Yanlışlıkla cebine koyduğu başkasına ait bir kalemi sahibine ulaştırmak için Merv’den Mekke’ye yolculuk yapıldığını, bunlardan birinin kahramanı olan büyük muhaddis, üstün fakih ve derin zâhid İbnü’l-Mübarek anlatıyor.[9]Üzerinde başkasına ait bir hak var olduğu mülâhazasıyla, alacaklıya, ömrünün sonuna kadar hizmetkâr olmaya azmetmiş insan sayısı hiç de az değildi. Meşhur zâhid Fuzayl b. İyâz bu vadinin kahramanlarından sadece biridir. Ve bu aydınlık dünyada daha niceleri..!

Görevler
A. Kul hakkını anlatan metne göre Merv’den Mekke’ye neden yolculuk yapıldığını bir iki cümleyle açıklayın.
B. Kul hakkını anlatan metnin devamını yazın.
Bu iş için kayıtlara ihtiyaç yoktur.

Kayıtlı Veriler
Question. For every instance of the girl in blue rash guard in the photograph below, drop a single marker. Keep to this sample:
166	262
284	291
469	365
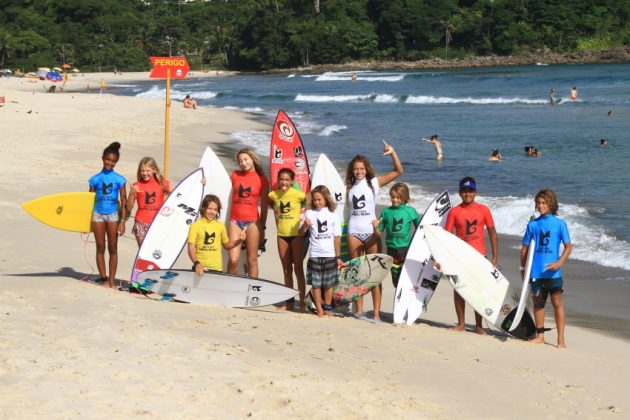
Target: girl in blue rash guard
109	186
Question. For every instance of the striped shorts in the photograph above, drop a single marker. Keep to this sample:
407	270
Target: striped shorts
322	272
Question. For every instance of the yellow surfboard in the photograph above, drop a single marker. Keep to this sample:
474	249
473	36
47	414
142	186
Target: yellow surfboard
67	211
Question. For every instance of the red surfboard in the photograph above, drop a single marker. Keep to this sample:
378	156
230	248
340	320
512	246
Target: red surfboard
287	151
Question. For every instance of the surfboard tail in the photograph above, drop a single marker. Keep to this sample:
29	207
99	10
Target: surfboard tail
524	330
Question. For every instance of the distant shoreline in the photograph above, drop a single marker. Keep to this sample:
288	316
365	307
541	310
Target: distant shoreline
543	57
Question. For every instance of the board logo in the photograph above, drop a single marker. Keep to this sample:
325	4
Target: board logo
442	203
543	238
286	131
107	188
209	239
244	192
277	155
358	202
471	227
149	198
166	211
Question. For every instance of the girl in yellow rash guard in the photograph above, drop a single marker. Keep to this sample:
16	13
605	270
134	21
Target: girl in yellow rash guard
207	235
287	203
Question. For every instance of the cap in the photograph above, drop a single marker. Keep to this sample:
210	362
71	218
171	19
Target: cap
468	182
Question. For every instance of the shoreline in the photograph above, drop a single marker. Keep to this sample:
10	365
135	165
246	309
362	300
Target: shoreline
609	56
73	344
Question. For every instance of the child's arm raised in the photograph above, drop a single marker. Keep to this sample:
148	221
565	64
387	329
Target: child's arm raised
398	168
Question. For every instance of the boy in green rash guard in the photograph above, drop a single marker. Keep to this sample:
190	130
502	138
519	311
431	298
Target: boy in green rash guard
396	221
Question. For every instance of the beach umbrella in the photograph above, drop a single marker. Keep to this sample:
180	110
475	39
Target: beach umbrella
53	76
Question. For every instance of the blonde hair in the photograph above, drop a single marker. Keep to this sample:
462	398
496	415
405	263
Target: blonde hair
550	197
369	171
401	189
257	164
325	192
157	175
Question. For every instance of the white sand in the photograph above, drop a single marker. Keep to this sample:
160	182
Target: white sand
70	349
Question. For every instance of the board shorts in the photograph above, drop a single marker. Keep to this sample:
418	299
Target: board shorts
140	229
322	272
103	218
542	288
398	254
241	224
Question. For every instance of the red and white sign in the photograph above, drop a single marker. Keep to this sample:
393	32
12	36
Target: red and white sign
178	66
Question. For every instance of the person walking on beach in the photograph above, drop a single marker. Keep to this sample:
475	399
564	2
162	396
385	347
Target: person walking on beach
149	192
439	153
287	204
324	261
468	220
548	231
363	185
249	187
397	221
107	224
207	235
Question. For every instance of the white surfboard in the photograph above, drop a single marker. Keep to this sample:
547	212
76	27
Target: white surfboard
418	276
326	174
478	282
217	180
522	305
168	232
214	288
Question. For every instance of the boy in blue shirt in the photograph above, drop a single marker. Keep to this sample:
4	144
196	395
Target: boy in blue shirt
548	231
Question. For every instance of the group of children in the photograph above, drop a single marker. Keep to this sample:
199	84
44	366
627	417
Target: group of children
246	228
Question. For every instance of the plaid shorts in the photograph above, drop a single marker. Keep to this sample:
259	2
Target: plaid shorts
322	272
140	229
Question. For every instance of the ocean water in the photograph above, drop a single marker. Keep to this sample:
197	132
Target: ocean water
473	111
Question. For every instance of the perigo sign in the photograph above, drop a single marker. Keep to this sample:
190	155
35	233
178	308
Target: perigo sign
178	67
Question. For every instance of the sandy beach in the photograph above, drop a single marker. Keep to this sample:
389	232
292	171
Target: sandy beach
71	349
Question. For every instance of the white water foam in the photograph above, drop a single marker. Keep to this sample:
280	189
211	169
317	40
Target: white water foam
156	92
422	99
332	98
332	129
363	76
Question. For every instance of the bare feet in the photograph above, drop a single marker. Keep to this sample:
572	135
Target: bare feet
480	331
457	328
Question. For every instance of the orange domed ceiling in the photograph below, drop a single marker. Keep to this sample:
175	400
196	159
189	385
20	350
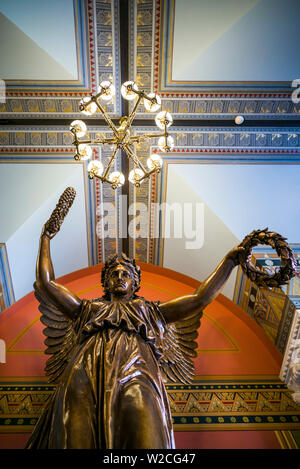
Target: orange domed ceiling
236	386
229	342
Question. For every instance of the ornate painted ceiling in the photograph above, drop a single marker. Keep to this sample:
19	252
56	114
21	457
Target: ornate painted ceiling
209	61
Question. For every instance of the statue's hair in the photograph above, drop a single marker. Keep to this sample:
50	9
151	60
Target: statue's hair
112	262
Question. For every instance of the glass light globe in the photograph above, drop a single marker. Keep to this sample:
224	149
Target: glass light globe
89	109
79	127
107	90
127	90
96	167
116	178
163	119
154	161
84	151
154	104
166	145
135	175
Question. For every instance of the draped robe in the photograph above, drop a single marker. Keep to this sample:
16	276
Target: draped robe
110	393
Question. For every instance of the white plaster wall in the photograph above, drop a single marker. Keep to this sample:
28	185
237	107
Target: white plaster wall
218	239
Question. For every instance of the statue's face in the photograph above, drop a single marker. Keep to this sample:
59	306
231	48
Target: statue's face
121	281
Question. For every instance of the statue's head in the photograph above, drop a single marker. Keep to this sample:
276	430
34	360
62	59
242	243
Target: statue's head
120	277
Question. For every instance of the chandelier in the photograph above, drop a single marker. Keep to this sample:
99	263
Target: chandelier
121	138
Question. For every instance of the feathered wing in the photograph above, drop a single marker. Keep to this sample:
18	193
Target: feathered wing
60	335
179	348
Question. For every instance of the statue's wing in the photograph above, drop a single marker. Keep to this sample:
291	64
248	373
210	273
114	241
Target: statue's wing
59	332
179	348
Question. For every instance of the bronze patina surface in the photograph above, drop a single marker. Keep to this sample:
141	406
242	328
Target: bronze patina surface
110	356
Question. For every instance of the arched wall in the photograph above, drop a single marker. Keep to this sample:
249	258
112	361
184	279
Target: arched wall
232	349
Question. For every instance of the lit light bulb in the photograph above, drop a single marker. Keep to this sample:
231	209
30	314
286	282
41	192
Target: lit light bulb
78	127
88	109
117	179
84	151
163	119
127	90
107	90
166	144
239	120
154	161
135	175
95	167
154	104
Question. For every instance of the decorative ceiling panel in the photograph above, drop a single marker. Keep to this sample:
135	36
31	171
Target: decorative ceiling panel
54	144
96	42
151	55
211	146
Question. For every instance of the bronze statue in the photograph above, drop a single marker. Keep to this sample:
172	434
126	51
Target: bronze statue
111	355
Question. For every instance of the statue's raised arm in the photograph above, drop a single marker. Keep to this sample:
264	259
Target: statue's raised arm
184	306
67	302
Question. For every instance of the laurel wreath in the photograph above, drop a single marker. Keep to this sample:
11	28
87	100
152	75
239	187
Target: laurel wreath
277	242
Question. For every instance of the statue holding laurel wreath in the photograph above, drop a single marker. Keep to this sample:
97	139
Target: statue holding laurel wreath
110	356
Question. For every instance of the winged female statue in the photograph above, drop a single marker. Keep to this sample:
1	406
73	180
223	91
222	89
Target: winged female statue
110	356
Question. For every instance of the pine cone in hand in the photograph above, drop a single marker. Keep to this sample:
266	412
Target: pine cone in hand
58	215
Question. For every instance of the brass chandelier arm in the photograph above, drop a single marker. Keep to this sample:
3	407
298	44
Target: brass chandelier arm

* * *

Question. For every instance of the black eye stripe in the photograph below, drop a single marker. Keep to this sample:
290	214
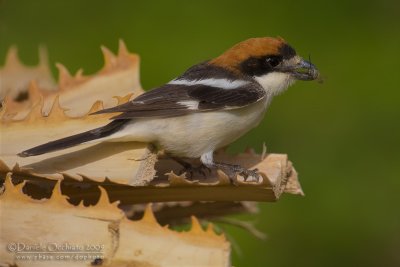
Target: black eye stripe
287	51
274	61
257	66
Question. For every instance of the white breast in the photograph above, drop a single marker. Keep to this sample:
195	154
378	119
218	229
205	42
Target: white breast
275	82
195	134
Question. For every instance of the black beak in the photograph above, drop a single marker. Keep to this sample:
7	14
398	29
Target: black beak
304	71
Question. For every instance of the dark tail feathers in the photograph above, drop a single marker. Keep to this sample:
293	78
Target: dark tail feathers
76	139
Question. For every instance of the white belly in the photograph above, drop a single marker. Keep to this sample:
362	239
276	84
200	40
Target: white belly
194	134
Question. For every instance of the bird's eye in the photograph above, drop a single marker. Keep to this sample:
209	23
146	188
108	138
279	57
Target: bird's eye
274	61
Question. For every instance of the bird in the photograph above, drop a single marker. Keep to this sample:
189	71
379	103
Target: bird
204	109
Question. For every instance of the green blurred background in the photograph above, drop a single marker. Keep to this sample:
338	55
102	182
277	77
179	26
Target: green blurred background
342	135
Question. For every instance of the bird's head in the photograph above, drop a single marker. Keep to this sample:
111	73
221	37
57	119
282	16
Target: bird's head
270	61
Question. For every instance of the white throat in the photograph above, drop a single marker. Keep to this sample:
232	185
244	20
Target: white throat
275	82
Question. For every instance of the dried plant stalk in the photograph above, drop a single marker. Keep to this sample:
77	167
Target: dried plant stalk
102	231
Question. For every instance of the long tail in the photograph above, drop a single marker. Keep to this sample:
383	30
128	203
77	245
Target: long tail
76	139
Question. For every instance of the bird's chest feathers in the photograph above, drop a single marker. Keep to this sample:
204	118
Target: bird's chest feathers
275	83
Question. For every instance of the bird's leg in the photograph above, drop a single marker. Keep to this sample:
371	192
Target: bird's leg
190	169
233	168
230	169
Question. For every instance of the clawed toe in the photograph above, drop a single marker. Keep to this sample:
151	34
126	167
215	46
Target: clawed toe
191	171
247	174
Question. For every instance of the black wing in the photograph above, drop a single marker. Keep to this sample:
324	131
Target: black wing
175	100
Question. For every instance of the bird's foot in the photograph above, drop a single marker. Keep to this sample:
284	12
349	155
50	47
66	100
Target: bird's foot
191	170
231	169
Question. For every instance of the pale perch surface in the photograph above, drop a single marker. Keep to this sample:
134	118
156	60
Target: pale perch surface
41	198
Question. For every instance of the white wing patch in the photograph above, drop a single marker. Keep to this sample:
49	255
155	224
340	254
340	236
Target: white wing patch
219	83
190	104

Görev Çıktıları
A. Bu yolculuk, yanlışlıkla cebe konmuş ve başkasına ait olan bir kalemi sahibine ulaştırmak için yapılmıştır.

B.
Evliyâ, tabakat ve menkıbe kitapları bu altın insanların ruhanîleri aşan hayatlarıyla lebâleb.. bu sahifeler, onlara sadece hatırlatma ölçüsünde açılıyor. Şayet hatırlatabiliyorlarsa.?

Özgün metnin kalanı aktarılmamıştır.